__Requirements__
From the items below, extract every line that contains the string "roof". Matching is case-sensitive.

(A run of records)
========

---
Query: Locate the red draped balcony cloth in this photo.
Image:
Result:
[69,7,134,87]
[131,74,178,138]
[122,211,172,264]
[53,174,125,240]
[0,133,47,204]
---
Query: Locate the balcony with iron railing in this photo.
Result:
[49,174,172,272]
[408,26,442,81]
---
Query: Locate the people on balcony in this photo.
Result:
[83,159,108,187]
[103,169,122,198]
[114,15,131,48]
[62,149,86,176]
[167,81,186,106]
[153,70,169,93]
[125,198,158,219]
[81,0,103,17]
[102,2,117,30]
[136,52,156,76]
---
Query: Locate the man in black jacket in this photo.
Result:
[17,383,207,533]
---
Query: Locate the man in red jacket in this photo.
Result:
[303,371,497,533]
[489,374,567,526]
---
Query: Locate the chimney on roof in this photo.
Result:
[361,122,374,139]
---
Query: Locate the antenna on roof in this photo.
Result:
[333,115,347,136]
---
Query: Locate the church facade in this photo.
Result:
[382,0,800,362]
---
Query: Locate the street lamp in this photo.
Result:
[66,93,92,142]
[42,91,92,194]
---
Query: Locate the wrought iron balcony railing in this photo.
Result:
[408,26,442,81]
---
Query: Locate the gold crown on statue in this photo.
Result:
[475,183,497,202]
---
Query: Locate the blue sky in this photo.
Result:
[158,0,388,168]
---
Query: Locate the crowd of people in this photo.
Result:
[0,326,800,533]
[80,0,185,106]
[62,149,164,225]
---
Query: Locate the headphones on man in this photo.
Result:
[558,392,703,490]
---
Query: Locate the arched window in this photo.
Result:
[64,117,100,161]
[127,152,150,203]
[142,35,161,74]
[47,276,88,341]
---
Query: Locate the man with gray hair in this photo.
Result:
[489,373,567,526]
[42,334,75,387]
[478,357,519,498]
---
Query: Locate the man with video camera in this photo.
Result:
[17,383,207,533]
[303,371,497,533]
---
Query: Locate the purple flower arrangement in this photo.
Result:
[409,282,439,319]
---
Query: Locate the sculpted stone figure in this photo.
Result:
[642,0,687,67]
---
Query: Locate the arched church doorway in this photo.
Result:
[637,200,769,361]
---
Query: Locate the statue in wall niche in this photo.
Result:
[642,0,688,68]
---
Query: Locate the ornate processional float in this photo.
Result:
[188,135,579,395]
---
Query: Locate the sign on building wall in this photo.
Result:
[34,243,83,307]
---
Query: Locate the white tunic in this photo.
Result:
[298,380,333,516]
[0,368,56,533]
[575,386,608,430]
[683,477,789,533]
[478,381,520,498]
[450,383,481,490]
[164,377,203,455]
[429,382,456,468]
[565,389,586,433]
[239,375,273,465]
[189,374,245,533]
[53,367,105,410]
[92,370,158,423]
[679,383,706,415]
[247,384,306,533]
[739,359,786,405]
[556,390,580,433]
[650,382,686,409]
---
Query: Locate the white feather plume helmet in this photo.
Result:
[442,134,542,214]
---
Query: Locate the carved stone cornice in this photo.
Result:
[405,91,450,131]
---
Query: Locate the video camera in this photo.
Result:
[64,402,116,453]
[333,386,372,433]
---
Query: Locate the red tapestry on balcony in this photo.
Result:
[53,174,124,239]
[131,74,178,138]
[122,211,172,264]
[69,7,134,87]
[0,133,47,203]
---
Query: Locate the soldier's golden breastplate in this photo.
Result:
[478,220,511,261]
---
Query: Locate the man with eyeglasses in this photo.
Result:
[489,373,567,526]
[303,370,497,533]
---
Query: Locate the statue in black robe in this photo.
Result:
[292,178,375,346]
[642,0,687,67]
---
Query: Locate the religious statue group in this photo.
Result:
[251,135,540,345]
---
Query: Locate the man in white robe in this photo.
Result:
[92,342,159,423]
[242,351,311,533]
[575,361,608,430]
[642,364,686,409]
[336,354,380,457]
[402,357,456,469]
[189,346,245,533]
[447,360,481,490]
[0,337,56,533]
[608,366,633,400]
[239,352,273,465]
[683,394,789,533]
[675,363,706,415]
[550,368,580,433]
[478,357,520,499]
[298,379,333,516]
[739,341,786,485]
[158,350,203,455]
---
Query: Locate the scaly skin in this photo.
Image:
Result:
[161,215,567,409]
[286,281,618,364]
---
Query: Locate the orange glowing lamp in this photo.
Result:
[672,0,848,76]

========

__Output of the task__
Query: Locate the chimney on roof in this photo.
Query: Locate the antenna on roof in this photo.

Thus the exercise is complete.